#### Recorded data
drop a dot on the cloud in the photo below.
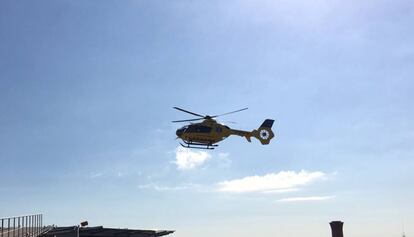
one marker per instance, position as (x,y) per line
(224,160)
(273,182)
(186,159)
(302,199)
(160,188)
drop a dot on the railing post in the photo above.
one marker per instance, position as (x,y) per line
(18,226)
(8,227)
(14,224)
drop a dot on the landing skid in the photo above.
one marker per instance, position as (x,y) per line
(198,145)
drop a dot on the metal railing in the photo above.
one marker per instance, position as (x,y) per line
(22,226)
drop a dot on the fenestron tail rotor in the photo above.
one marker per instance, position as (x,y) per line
(202,117)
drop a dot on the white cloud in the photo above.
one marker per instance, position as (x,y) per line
(224,160)
(282,181)
(186,159)
(157,187)
(302,199)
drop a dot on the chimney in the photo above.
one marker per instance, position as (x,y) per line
(336,227)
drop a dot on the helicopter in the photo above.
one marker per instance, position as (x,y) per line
(205,134)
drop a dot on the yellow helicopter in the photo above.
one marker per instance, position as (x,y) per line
(206,134)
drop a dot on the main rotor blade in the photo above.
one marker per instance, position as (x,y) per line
(186,111)
(186,120)
(229,113)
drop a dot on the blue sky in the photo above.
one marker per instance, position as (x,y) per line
(87,90)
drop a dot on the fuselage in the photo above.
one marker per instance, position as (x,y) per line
(206,132)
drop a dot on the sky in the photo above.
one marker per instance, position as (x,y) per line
(87,90)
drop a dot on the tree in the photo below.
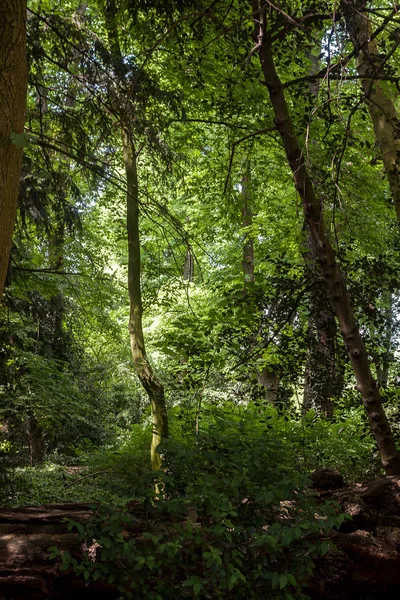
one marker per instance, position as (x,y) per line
(13,90)
(312,208)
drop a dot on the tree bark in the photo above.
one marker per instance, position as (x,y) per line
(144,371)
(13,90)
(381,107)
(321,371)
(312,208)
(143,368)
(267,379)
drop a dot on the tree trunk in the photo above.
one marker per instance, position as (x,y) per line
(381,107)
(143,368)
(147,377)
(13,90)
(267,379)
(321,372)
(35,441)
(312,207)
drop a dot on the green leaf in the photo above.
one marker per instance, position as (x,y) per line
(283,580)
(20,140)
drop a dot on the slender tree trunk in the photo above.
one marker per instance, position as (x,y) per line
(320,381)
(247,214)
(268,380)
(13,90)
(147,377)
(381,107)
(188,270)
(143,368)
(312,207)
(35,441)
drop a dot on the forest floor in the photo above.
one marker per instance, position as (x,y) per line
(365,565)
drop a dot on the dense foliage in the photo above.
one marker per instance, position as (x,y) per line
(161,106)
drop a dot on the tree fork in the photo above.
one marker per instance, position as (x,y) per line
(312,207)
(144,371)
(148,379)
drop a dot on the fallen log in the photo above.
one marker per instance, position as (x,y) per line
(365,566)
(26,571)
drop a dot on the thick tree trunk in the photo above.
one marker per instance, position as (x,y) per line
(381,107)
(143,368)
(312,207)
(13,89)
(147,377)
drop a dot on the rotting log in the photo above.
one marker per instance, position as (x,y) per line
(366,564)
(26,571)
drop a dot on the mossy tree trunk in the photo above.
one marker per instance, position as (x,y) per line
(13,90)
(143,368)
(144,371)
(312,208)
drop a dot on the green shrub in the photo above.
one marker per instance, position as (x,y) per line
(232,522)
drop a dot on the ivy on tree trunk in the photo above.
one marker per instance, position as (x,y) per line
(312,208)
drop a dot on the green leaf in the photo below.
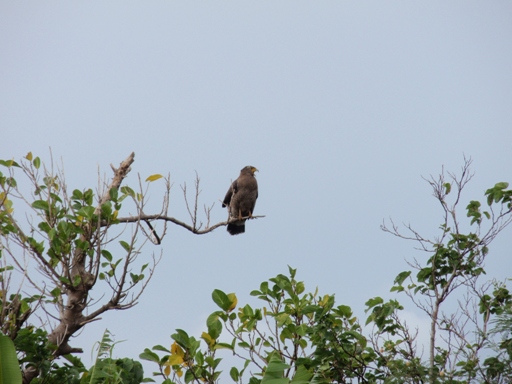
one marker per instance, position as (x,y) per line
(125,245)
(106,254)
(181,337)
(401,277)
(302,376)
(214,325)
(235,375)
(221,299)
(373,302)
(40,204)
(154,177)
(9,163)
(9,366)
(161,348)
(150,356)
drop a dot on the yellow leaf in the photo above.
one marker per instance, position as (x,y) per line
(154,177)
(177,350)
(234,301)
(206,337)
(175,360)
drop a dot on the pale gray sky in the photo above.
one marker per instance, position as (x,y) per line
(347,104)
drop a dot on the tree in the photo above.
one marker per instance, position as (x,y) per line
(299,336)
(76,240)
(295,337)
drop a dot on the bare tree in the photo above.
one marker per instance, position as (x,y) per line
(453,270)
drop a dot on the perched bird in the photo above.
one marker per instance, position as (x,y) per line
(241,199)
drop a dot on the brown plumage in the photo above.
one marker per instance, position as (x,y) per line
(241,199)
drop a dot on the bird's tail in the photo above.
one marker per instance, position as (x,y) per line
(236,229)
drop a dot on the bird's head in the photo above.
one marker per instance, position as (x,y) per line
(249,169)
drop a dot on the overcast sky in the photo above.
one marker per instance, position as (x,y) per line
(342,106)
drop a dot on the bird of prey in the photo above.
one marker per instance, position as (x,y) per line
(241,199)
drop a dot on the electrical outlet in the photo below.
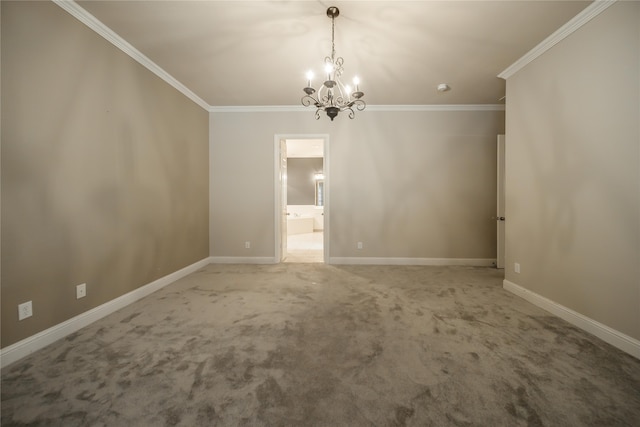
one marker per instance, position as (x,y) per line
(81,291)
(25,310)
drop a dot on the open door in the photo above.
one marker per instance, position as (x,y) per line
(500,261)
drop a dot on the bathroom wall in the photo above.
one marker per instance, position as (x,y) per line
(312,211)
(301,184)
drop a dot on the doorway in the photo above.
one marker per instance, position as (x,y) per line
(302,199)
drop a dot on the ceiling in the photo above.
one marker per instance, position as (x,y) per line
(256,53)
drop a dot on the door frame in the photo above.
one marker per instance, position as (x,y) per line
(278,211)
(500,225)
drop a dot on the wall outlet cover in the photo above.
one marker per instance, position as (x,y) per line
(25,310)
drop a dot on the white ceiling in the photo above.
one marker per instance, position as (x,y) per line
(256,53)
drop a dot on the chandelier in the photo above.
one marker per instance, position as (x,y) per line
(333,96)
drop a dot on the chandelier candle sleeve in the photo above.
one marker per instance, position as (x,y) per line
(333,96)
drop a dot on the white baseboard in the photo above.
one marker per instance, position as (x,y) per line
(475,262)
(605,333)
(35,342)
(242,260)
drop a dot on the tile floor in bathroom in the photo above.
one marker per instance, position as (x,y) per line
(306,247)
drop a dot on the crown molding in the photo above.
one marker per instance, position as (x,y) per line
(590,12)
(386,108)
(107,33)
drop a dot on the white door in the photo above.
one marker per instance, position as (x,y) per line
(500,205)
(283,199)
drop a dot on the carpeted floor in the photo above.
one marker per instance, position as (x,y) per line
(318,345)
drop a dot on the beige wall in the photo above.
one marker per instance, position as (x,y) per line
(104,170)
(406,184)
(573,171)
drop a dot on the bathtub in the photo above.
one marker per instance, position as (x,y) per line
(299,225)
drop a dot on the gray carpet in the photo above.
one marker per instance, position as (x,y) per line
(317,345)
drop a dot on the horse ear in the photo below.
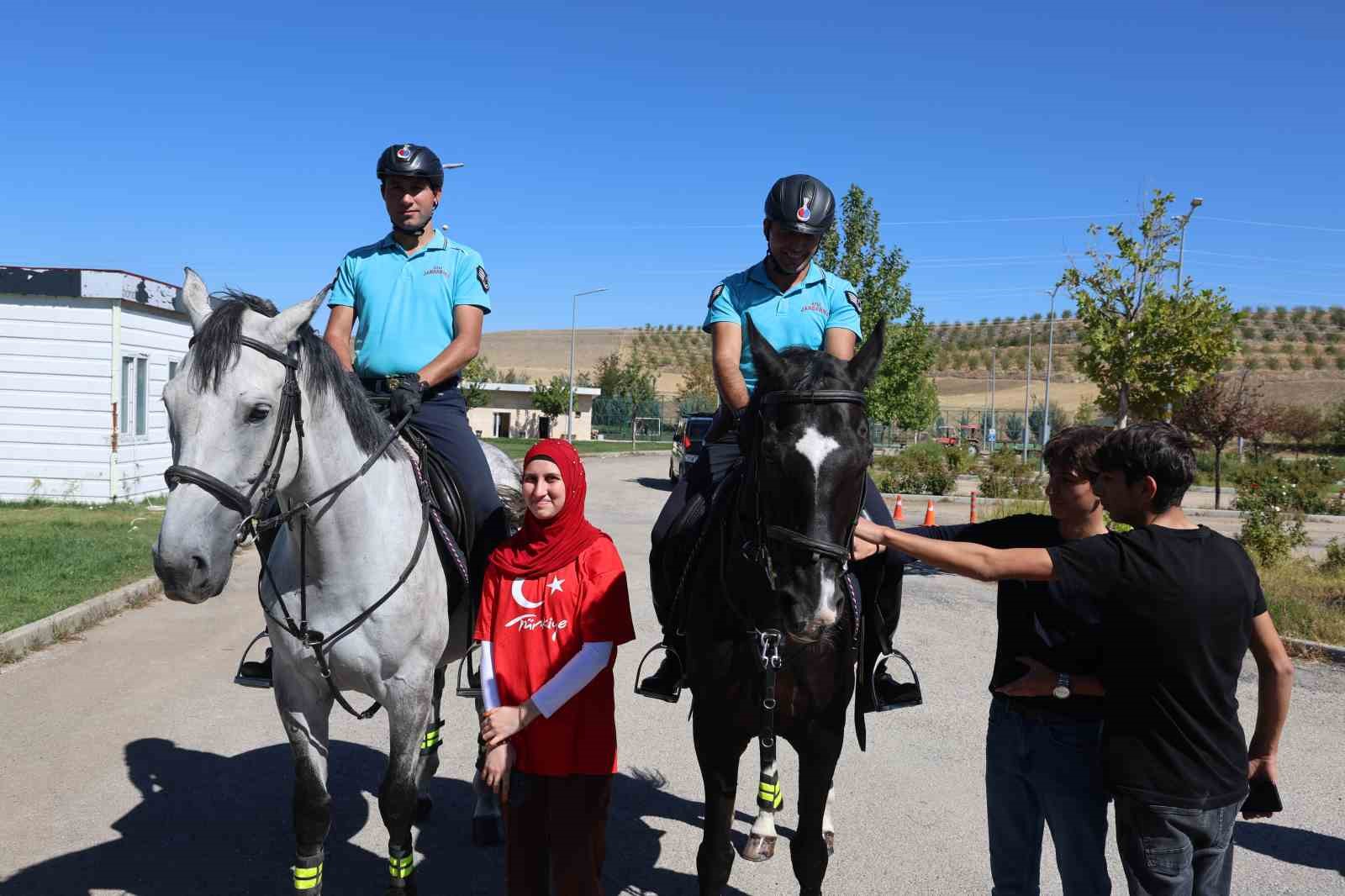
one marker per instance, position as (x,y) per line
(286,326)
(193,299)
(768,362)
(864,366)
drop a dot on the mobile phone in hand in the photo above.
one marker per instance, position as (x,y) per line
(1263,797)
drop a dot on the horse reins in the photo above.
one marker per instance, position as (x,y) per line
(291,416)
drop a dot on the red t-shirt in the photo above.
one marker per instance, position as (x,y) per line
(535,626)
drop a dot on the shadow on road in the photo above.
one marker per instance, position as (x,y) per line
(221,825)
(1291,845)
(657,483)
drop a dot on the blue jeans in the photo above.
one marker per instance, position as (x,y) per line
(1168,851)
(1046,770)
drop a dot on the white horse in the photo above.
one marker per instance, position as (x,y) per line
(230,405)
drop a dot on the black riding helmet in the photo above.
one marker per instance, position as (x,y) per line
(410,161)
(800,203)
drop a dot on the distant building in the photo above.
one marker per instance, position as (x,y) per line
(509,414)
(84,360)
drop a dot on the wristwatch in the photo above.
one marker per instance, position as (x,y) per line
(1062,689)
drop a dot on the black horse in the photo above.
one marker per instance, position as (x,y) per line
(773,613)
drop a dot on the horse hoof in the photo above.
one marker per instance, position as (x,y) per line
(486,831)
(759,848)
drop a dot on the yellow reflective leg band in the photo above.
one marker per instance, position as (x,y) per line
(400,867)
(771,795)
(309,878)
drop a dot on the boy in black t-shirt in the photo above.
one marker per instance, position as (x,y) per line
(1180,607)
(1044,736)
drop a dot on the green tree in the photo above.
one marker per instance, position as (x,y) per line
(1217,412)
(699,393)
(1143,346)
(551,398)
(477,370)
(903,390)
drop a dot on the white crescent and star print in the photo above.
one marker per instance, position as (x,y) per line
(529,620)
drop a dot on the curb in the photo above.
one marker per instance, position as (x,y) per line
(1315,650)
(15,643)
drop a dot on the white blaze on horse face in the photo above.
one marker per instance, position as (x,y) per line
(815,447)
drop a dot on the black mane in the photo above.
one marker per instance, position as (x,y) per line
(215,350)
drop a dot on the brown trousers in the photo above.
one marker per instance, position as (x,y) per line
(556,835)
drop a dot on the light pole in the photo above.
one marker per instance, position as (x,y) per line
(575,311)
(1051,349)
(1181,244)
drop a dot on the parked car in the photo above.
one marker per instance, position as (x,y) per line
(686,444)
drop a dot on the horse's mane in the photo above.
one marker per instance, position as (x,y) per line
(217,347)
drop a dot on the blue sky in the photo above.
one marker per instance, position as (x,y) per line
(625,147)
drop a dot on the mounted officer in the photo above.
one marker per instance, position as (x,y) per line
(407,318)
(793,302)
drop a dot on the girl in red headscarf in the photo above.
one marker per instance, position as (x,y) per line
(555,606)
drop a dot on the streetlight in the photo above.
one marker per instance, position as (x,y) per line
(1181,244)
(575,311)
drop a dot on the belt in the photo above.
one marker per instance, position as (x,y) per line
(385,385)
(1036,710)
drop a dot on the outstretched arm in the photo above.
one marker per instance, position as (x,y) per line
(963,559)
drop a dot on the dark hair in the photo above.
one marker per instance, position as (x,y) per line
(1158,450)
(1075,448)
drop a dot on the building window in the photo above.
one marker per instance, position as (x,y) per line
(134,394)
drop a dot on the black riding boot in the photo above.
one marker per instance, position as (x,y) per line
(666,683)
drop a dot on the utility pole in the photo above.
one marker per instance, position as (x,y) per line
(1026,398)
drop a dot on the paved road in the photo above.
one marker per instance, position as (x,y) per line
(134,766)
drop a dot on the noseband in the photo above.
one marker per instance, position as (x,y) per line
(757,549)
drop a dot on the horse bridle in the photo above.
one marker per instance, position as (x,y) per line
(289,416)
(757,548)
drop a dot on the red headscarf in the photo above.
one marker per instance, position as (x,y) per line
(545,546)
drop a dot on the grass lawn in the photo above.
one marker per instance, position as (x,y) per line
(1306,600)
(515,448)
(53,557)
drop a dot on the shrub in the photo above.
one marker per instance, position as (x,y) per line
(1006,475)
(1271,529)
(919,470)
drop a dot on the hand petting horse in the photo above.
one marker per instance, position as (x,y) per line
(773,618)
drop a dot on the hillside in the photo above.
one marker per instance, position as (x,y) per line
(1297,354)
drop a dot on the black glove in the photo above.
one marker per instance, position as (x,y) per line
(407,398)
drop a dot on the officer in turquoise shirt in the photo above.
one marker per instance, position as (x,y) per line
(407,318)
(793,302)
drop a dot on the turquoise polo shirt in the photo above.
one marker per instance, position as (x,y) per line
(404,303)
(797,318)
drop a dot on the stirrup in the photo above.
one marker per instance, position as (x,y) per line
(643,692)
(466,665)
(880,667)
(251,681)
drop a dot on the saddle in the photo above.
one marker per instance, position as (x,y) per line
(452,519)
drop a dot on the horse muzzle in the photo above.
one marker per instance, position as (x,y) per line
(192,575)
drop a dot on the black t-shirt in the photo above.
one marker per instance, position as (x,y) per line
(1062,634)
(1177,611)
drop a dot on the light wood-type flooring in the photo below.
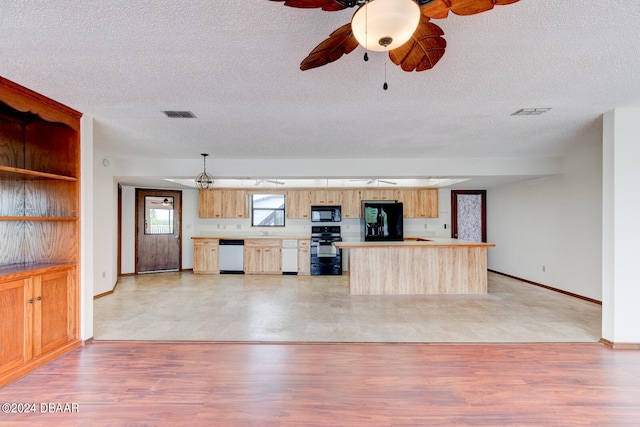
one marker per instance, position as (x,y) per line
(251,384)
(231,308)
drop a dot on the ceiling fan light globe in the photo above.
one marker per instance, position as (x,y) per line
(377,21)
(204,181)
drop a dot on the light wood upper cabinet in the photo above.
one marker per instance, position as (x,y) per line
(234,203)
(326,196)
(351,204)
(298,203)
(209,204)
(419,202)
(206,256)
(222,203)
(379,194)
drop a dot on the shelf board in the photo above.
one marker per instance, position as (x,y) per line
(18,271)
(38,218)
(11,172)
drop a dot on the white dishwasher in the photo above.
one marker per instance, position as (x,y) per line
(289,257)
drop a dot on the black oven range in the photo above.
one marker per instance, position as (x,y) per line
(326,259)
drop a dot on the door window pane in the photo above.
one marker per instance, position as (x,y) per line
(470,217)
(158,215)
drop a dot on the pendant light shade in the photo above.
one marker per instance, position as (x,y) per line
(381,25)
(204,181)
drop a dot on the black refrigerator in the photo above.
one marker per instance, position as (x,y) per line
(381,221)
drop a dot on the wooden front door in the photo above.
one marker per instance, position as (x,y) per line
(158,230)
(469,215)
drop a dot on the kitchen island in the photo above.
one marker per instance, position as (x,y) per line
(417,267)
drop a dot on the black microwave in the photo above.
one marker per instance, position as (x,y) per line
(326,214)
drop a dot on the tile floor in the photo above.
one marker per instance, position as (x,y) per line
(183,306)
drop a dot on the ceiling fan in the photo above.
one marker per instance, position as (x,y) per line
(374,181)
(379,25)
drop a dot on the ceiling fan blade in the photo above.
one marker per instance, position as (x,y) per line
(340,42)
(328,5)
(424,49)
(439,9)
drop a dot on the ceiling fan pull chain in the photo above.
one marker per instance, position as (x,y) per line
(385,86)
(366,33)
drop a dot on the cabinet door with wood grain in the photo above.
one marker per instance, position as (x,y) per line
(234,203)
(54,310)
(298,204)
(15,327)
(351,204)
(205,256)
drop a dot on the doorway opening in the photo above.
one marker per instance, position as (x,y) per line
(469,215)
(158,230)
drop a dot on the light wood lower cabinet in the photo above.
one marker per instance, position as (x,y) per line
(263,256)
(38,319)
(304,257)
(206,256)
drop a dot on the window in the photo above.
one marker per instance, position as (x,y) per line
(267,210)
(158,215)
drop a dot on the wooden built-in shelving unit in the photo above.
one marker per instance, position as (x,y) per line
(39,229)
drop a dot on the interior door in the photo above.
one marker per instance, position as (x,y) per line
(469,215)
(158,230)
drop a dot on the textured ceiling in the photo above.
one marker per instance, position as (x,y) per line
(234,64)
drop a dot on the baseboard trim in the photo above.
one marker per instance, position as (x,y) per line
(548,287)
(104,294)
(620,346)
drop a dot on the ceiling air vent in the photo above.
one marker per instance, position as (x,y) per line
(180,114)
(530,111)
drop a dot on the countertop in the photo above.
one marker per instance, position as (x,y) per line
(437,242)
(250,237)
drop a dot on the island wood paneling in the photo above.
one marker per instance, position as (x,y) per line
(409,270)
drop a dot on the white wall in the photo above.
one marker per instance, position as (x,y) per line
(105,238)
(554,222)
(621,228)
(86,227)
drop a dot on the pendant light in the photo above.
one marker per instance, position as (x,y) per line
(204,181)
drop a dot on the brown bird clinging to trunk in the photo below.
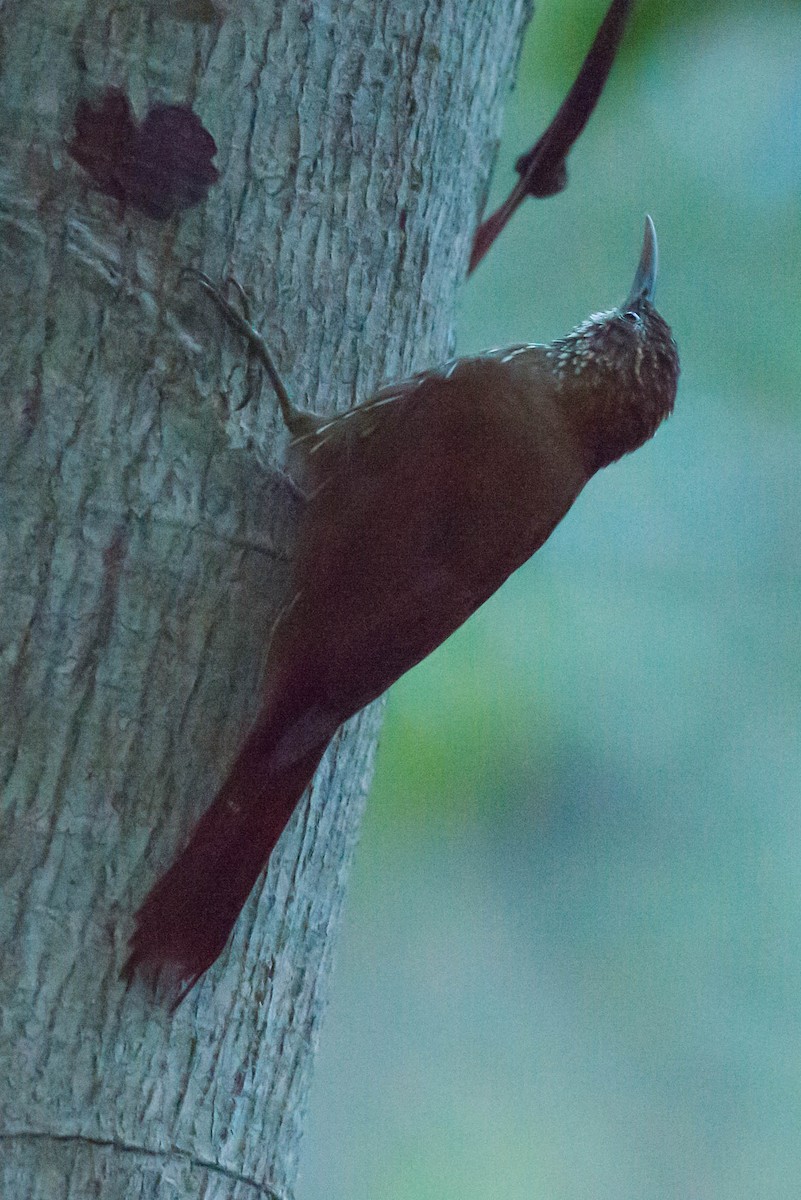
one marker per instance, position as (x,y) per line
(420,503)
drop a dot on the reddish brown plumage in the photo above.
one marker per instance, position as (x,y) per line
(421,502)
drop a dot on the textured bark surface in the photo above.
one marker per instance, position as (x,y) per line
(145,534)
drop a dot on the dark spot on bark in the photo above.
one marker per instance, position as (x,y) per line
(160,167)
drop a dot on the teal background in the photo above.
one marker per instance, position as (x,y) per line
(571,963)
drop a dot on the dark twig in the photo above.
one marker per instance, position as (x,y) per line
(542,169)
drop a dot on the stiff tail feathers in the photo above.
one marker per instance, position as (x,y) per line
(187,917)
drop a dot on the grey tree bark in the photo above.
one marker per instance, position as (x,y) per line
(145,535)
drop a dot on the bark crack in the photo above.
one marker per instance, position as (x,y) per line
(31,1135)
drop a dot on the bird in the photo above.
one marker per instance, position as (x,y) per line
(417,504)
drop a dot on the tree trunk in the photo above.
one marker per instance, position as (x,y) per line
(145,532)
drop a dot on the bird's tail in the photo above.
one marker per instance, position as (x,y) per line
(187,917)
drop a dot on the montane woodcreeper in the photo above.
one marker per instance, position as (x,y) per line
(419,504)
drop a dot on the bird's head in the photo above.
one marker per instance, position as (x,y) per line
(618,370)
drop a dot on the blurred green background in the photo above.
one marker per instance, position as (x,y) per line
(571,964)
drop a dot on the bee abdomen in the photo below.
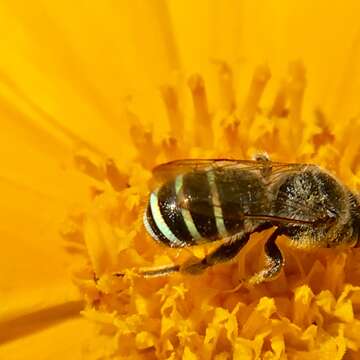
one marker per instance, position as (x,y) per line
(163,218)
(178,226)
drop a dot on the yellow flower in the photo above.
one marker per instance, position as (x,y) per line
(92,96)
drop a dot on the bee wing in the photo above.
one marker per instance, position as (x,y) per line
(170,170)
(271,172)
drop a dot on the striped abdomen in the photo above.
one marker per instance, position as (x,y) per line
(215,202)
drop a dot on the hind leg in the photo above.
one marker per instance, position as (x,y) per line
(223,253)
(273,260)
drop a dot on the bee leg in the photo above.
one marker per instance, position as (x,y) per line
(154,272)
(273,260)
(223,253)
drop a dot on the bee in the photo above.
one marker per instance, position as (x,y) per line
(205,200)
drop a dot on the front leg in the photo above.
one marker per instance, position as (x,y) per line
(273,260)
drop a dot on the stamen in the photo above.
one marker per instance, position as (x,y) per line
(203,126)
(278,108)
(296,93)
(226,86)
(118,180)
(143,141)
(175,117)
(87,164)
(258,83)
########
**Task requirements:**
Update the lines from the one containing "drop a dot on the stamen in the photo above." through the end of the rows, replacing "stamen" with "anther" and keeping everything else unchanged.

**The answer:**
drop a dot on the anther in the photo above.
one marker per instance, position as (x,y) per line
(203,126)
(278,108)
(296,93)
(226,86)
(118,180)
(143,141)
(175,117)
(87,164)
(258,83)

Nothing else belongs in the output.